Document section »
..............................
The text-level annotations mostly represent the metadata which were collected from different sources in addition to the LSI volumes themselves, and are maintained as part of the corpus. The page source URL, for example, is a link to the corresponding page image in University of Chicago’s Digital South Asia Library, thereby complementing the latter resource which does not offer a text search feature.
Accessing the full text of the LSI
The Korp interface can be used for simple text search, as in the following figure, where the grammar sketch for the Tibeto-Burman language Kanashi (ISO 639-3 xns) is shown in Korp’s KWIC (Key Word In Context) view.
However, the real power of Korp lies elsewhere, since all annotations and metadata can be used as the basis for quite complex queries. The following figure shows the results of an extended corpus query for the four-word sequence order (lemma) – of (word form) – word (lemma) – be (lemma). This returns both “order of words is” and “order of words being”. The box to the right of the KWIC sentences shows annotations (word and text level attributes) and metadata for the highlighted word.
Map interfaces to linguistic features of the LSI languages
First, we show our own map interface (for 11 linguistic features in 267 language varieties). In this example, the position of numerals in relation to nouns in Indo-Aryan (I-shaped markers) and Tibeto-Burman (T-shaped markers) is illustrated: purple markers correspond to numeral–noun order and yellow markers reflect the opposite order. We see that there seem to be both genealogical and areal factors at play here.
Second, the CLLD interface is a piece of open-source software developed and maintained by the Max Planck Institute for the Science of Human History in Jena, and used in a number of websites exposing comparative language data (see <https://clld.org/>). In our CLLD instance, we use the mapping function available in CLLD to visualize the distribution of linguistic features over languages in South Asia. While most of the linguistic data visulized in our interfaces come from the LSI, in some cases we have also used other sources. The source information is available in the database. The example below shows the distribution of adjective agreement among South Asian languages, where we see a fairly clear east–west divide (language family legends in the figure are “A”: Indo-Aryan; “D”: Dravidian; “M”: Munda; “S”: Sino-Tibetan [= Tibeto-Burman]; circled number: language isolate).
..............................
What to do »
1: In the LSI text, what does the page source URL link to?
2: Reproduce word for word the part of the LSI text that begins with the words containing "Second, the CLLD" and ends with "number: language isolate).".
3: Carry the LSI text on from its final sentence.

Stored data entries
..............................
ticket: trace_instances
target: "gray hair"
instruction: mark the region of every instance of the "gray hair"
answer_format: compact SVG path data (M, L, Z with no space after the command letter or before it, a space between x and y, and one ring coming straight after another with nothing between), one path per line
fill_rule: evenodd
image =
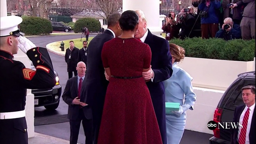
M141 18L141 19L143 21L147 22L147 19L146 19L146 17L145 16L145 14L144 14L144 12L143 12L142 10L135 10L135 12L138 14L138 15L139 15L139 16L140 16Z

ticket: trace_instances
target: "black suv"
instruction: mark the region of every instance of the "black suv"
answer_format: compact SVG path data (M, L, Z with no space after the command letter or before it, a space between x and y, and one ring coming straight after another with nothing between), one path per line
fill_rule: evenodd
M51 22L54 31L65 31L68 32L73 30L71 27L65 25L61 22L52 21Z
M35 68L31 63L31 69ZM60 84L58 73L54 71L56 76L56 84L52 88L48 89L32 89L31 93L34 94L35 107L44 106L47 109L54 110L58 108L61 95L62 87Z
M213 121L216 122L232 122L235 109L244 104L242 98L241 89L247 85L255 86L255 71L240 73L223 94L215 110ZM210 144L230 144L231 129L220 127L213 131L210 138Z

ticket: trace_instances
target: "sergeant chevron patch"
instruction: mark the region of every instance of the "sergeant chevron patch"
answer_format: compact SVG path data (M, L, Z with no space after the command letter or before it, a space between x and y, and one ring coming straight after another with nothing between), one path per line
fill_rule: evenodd
M35 71L29 69L24 68L22 72L24 78L28 80L31 80L35 74Z
M50 69L44 66L38 65L37 66L36 69L43 69L43 70L44 70L44 71L45 71L48 73L50 72Z

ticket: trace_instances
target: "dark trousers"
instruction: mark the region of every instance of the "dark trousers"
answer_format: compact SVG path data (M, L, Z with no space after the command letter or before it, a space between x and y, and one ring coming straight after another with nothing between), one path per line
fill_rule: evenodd
M0 143L28 144L25 117L0 119Z
M201 30L202 38L215 38L216 33L219 31L219 24L203 24L201 25Z
M242 38L244 40L255 39L255 18L243 17L240 27Z
M80 126L82 124L85 136L85 144L93 144L93 120L88 119L84 116L82 109L79 109L79 116L77 119L70 120L70 144L77 144L78 139Z
M74 76L76 76L77 75L77 71L74 72L68 72L68 79L72 78L73 77L73 72L74 72Z
M100 132L100 122L103 113L103 104L97 105L93 107L93 142L94 144L98 143L98 137Z

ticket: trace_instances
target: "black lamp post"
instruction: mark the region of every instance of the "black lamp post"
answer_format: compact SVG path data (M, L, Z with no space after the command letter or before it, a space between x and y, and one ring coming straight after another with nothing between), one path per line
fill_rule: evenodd
M61 51L64 51L64 45L65 44L63 43L63 41L61 42L61 43L60 43L60 48L61 48Z

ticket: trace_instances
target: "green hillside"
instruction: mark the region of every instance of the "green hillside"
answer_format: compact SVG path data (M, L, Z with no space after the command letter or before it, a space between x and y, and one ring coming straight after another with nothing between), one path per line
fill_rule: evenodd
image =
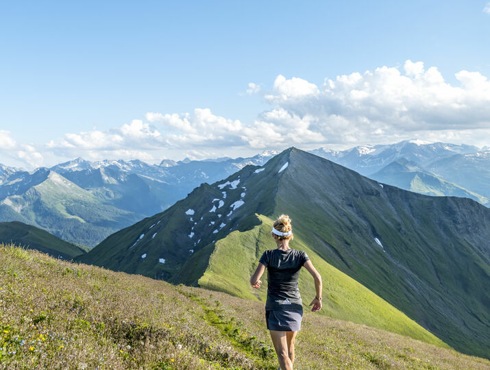
M21 195L0 201L0 221L34 225L63 240L93 247L138 215L105 204L53 171Z
M12 243L65 259L71 259L86 251L45 230L19 221L0 222L0 243Z
M0 245L0 368L275 370L264 304ZM487 360L305 312L295 369L474 369Z
M369 178L426 195L462 197L471 198L487 206L490 204L488 198L424 171L417 164L404 158L390 163L370 175Z
M395 326L386 317L375 322L374 316L384 316L375 298L369 296L373 306L361 298L368 291L346 293L360 291L347 283L346 275L452 347L488 356L490 210L469 199L428 197L379 184L295 148L261 168L247 166L225 180L201 185L78 260L258 299L246 290L247 271L253 271L260 251L275 245L254 227L281 213L293 219L293 247L308 251L322 265L331 306L324 313ZM342 275L332 267L345 274L343 286L336 288L341 297L334 286L340 281L334 278ZM302 284L313 292L313 282ZM401 323L395 330L405 333Z
M244 298L254 298L265 302L267 273L260 292L249 284L257 261L267 249L273 248L271 229L273 220L260 216L261 224L250 231L233 232L216 243L215 251L199 286ZM324 306L322 313L330 317L347 320L401 334L428 343L448 347L403 312L380 298L369 289L327 263L299 238L290 243L292 248L304 250L323 280ZM269 247L269 248L267 248ZM238 260L236 256L240 256ZM304 310L315 296L313 279L302 269L299 279Z

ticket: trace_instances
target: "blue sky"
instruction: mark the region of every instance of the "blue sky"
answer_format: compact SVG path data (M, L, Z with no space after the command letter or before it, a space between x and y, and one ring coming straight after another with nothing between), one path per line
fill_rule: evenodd
M0 5L0 162L158 162L415 136L490 145L488 1L100 3ZM409 96L406 79L392 78L406 67ZM362 106L344 103L367 85L378 88ZM393 88L398 99L380 105Z

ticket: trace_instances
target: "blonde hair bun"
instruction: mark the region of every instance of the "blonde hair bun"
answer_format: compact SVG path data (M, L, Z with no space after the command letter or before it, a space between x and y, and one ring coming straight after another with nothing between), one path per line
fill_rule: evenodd
M291 219L287 214L281 214L278 219L274 221L274 228L281 232L289 232L291 231L293 227L291 227ZM278 236L279 240L283 239L292 239L293 233L288 236Z

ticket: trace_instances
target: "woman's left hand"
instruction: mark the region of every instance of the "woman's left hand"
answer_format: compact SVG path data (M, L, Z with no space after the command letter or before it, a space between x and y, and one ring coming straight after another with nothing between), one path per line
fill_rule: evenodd
M313 312L316 312L321 309L321 301L317 299L316 297L311 301L310 306L312 304L313 305L313 307L311 309Z

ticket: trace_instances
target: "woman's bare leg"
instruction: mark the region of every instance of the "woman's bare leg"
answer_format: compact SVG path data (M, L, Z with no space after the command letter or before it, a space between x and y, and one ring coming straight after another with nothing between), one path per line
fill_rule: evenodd
M286 341L288 343L288 355L291 360L291 366L294 365L294 344L297 332L286 332Z
M288 352L288 343L286 338L286 332L280 332L278 330L269 330L271 338L278 354L279 365L282 370L293 370L293 363L289 358Z

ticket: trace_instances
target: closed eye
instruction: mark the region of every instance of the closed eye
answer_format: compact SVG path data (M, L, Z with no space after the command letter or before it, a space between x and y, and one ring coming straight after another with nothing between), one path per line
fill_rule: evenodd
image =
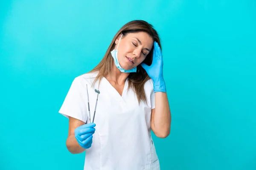
M135 45L133 42L132 42L132 44L133 44L135 47L137 47L137 45ZM141 51L141 52L142 53L142 54L143 54L145 56L145 54L142 51Z

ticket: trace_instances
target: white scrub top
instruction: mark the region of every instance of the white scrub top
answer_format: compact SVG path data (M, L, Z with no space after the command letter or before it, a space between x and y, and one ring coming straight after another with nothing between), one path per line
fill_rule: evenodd
M74 79L59 112L89 122L87 85L91 118L97 94L100 92L94 123L92 146L86 150L84 170L158 170L159 161L151 136L151 110L155 107L153 81L145 83L147 103L140 105L128 79L122 96L105 78L91 87L97 72L87 73ZM99 87L99 88L98 88Z

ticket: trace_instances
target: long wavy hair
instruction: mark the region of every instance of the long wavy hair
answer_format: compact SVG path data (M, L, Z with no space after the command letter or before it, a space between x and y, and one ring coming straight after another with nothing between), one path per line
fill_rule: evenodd
M161 48L158 34L151 24L142 20L135 20L128 23L124 25L116 33L102 60L98 65L89 72L89 73L95 71L99 72L99 74L96 77L93 84L98 80L99 80L100 82L100 80L102 78L111 72L114 60L111 55L111 51L113 50L115 48L116 45L115 41L118 36L121 34L122 34L123 37L124 37L128 34L137 33L141 31L148 34L152 38L153 41L155 41L158 43L160 48ZM143 61L143 62L148 65L151 65L152 63L153 50L154 45ZM131 87L132 88L136 94L139 103L140 103L141 101L146 102L146 95L144 86L145 82L149 80L150 78L145 69L143 68L140 65L139 65L137 66L137 72L130 73L128 78L128 88Z

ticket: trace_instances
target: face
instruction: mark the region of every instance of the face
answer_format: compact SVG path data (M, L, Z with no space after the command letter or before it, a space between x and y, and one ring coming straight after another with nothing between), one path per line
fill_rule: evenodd
M125 70L130 70L141 63L149 53L153 46L153 39L144 32L129 33L116 40L118 46L117 59L121 66Z

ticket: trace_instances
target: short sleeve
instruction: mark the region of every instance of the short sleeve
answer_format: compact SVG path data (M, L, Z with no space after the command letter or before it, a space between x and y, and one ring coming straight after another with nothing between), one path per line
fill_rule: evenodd
M69 118L72 117L85 123L88 118L84 90L79 77L75 78L59 113Z

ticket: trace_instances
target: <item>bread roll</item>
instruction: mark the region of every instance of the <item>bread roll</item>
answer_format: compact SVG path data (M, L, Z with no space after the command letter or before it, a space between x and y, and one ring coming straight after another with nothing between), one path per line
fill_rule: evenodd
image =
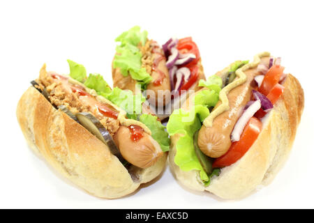
M114 199L129 194L165 167L166 153L154 166L132 167L129 174L105 144L57 110L33 86L20 98L16 114L30 147L64 177L94 196Z
M177 179L189 189L209 191L227 199L243 198L257 185L270 183L289 156L304 107L299 81L289 74L283 85L285 91L264 118L262 131L253 145L237 162L221 169L207 187L200 180L199 171L184 171L174 163L176 144L181 135L172 136L169 162Z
..............................
Task-by-task results »
1: The corresponding page image in the University of Chicago's Digital South Asia Library.

2:
Second, the CLLD interface is a piece of open-source software developed and maintained by the Max Planck Institute for the Science of Human History in Jena, and used in a number of websites exposing comparative language data (see <https://clld.org/>). In our CLLD instance, we use the mapping function available in CLLD to visualize the distribution of linguistic features over languages in South Asia. While most of the linguistic data visulized in our interfaces come from the LSI, in some cases we have also used other sources. The source information is available in the database. The example below shows the distribution of adjective agreement among South Asian languages, where we see a fairly clear east–west divide (language family legends in the figure are “A”: Indo-Aryan; “D”: Dravidian; “M”: Munda; “S”: Sino-Tibetan [= Tibeto-Burman]; circled number: language isolate).

3:
In both these interactive mapping interfaces we can choose a language family (or more than one family) together with one or more linguistic features and display the geographical distribution of the combination.
These simple examples hopefully serve to illustrate the added value that digital language data and computational tools can bring to large-scale research on the world’s linguistic diversity.
Citing the datasets:
When presenting research using any of these datasets in a publication, in addition to naming the dataset itself, please cite the following publication:
Lars Borin, Anju Saxena, Bernard Comrie, and Shafqat Mumtaz Virk. Forthcoming. A bird’s-eye view on South Asian languages through LSI: Areal or genetic relationships? Journal of South Asian Languages and Linguistics. Forthcoming in 2020.
Borin, Lars, Markus Forsberg and Johan Roxendal. 2012. Korp – the corpus infrastructure of Språkbanken. Proceedings of LREC 2012. Istanbul: ELRA. 474–478. <http://www.lrec-conf.org/proceedings/lrec2012/pdf/248_Paper.pdf>
Grierson, George A. 1903–1927. A Linguistic Survey of India, vol. I–XI. Calcutta: Government of India, Central Publication Branch.